Сегодня мы поговорим о трёх произведениях, вошедших в короткий список премии «Большая книга». Объединяет их принадлежность к non fiction, «литературе факта», т.е. речь в них идёт о людях, событиях и явлениях не вымышленных, а вполне реальных. В одном случае – это литературные мемуары, в другом – биография писателя, сыгравшего выдающуюся роль в литературе и общественной жизни России XX века, в третьем – рассказ о нашей столице, её истории, архитектуре, явных и сокрытых смыслах, в них воплощённых.
А НАПОСЛЕДОК Я СКАЖУ…
«Пятьдесят лет в раю» – так Руслан Киреев иронически именует время своего пребывания в «волшебной стране», название которой Литература, рано, но властно поманившей его, тогда ещё «учащегося Симферопольского автодорожного техникума». Путь в эту страну и полувековое пребывание там – внешняя канва повествования, увлекательного, богатого на детали и подробности, которые лаконично, но выразительно воссоздают многие события литературной и общественной жизни, писательского быта прошлых десятилетий, изменчивую атмосферу времени. Например, немалый интерес – и не только для историков литературы – представляют страницы, посвящённые «игре под названием «проза сорокалетних». Об этом немало спорили в 80-е годы, а сам Р. Киреев со своим романом «Победитель» и статьёй («едва ли не манифестом») в «Литературной газете» оказался в центре дискуссий. Сегодня мемуарист жалеет, что в этом «поневоле» участвовал. «Я беру слово поневоле в кавычки, – замечает он, – поскольку никто ведь не заставлял меня писать статью, за которую меня мордовали в течение полугода и которая стала одним из эпизодов литературной игры, для меня во многом сокрытой».
Книга (во всяком случае, в журнальном варианте) построена так: в ней из пятидесяти «райских» лет представлены избранные двадцать семь, связанные с заметными событиями в судьбе автора: первая публикация, учёба в Литинституте и т.д. Плюс к каждому году-главе «прилагается» портрет «крупным планом» коллеги-литератора. Среди них Н. Рубцов и М. Светлов, М. Рощин и В. Лакшин, С. Наровчатов и Б. Примеров, Л. Аннинский и С. Залыгин, Е. Евтушенко и А. Турков… Ну и, конечно, «сорокалетние» – В. Маканин, А. Проханов, А. Ким, А. Курчаткин… Портреты невелики по объёму и не претендуют на полноту и объективность, как, впрочем, и книга в целом. Напротив, её отличают субъективность и исповедальность. Собственно, исповедь – её жанр и нерв.
---
ЗАДАНИЕ 1 ->
Как в обзоре книг «Большой книги» назван роман, с которым Руслан Киреев оказался в центре дискуссий о «прозе сорокалетних»?
ЗАДАНИЕ 2 ->
Напишите продолжение обзора книг «Большой книги», начиная сразу после его последнего предложения.
Строки, идущие далее, к обзору книг «Большой книги» никакого отношения не имеют.

БЛОК ДАННЫХ ->
---
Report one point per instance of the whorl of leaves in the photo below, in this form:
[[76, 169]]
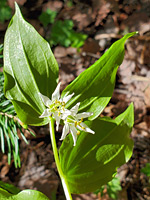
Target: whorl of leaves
[[10, 125]]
---
ВЕРНЫЙ ОТВЕТ 1 ->
«Победитель».

ВЕРНЫЙ ОТВЕТ 2 ->
Тут надо заметить, что Р. Киреев в последнее время всё чаще говорит о своём уходе из литературы. Дескать, с беллетристикой он покончил без малого полтора десятилетия назад, а эта книга – вообще последняя. Поэтому автор и подводит творческие и жизненные итоги, делится разного рода соображениями, рассказывает о реальных событиях, положенных в основу своих произведений, о прототипах героев и т.д. Не сомневаясь ни на минуту в том, что писателю виднее, что и когда делать и писать, отметим, что ситуация всё же довольно странная: с читателями прощается прозаик, пребывающий, как говорится, в расцвете творческих сил. В чём убедится каждый, кто заглянет в текст – стилистически органичный, концептуально выверенный, не без изыска выстроенный, энергичный. Правда, энергия эта особого рода. Исповедуясь в многочисленных грехах, нашедших отражения в его произведениях, Р. Киреев замечает: «Вообще в своих литературных ипостасях я сплошь да рядом веду себя хуже, чем в жизни. Почему? Уж не надеюсь ли таким мазохистским способом генерировать энергию искупления, наполнившую горячей кровью столько литературных шедевров?» И приводит примеры: Достоевский, Сервантес, Некрасов…
В числе своих главных недостатков автор называет такой: «Писательство всегда было для меня важнее жизни, ценнее жизни, едва ли не первозданнее, а это, понимаю я теперь, грех страшный, и сейчас, на старости лет, я жестоко расплачиваюсь за него. Собственно, я разучился жить, утратил, неблагодарный, эту дарованную Богом способность, промотал её за письменным столом, как за столом игорным. Банкрот… Полный банкрот!» Кроме такого рода признаний, есть здесь и подробный анализ не самых привлекательных черт характера, грехов перед близкими, и сюжеты, связанные с попытками «приблизиться к Богу» – неудавшимися, по мнению автора… Комментировать подобное у меня нет ни права, ни желания – это слишком интимные вещи, доверить которые можно разве что духовнику, если таковой имеется. Но как читатель отмечу остроту и серьёзность постановки актуальных и универсальных духовных проблем, редкую в нынешней отечественной словесности беспощадность авторского самоанализа. Почему редкую? Ведь некоторые современные авторы не прочь «обнажиться и заголиться». Но цель их, как правило, – эпатаж и/или самолюбование. Киреев же именно «с отвращением читает жизнь» свою, что выражается и в катарсически-пронзительной интонации этих страниц, едва ли не помимо слов и мыслей воплощающей «энергию искупления».
«ДОГОВАРИВАТЬ, ОТРАЖАТЬ ДОГОННЫЕ УДАРЫ»
Герой одного из «крупных планов» Р. Киреева – Александр Солженицын. «Хотя в какой «крупный план» вместится этакий гигантище! – восклицает автор. – Спасибо, если хотя бы два-три живых штришка удалось запечатлеть…» По возможности полно и всесторонне рассказать об этом человеке-легенде – такая задача стояла перед Людмилой Сараскиной, автором книги «Александр Солженицын». Более чем девятисотстраничный том вышел в серии «ЖЗЛ: биография продолжается» к 90-летию писателя, до которого он, увы, не дожил.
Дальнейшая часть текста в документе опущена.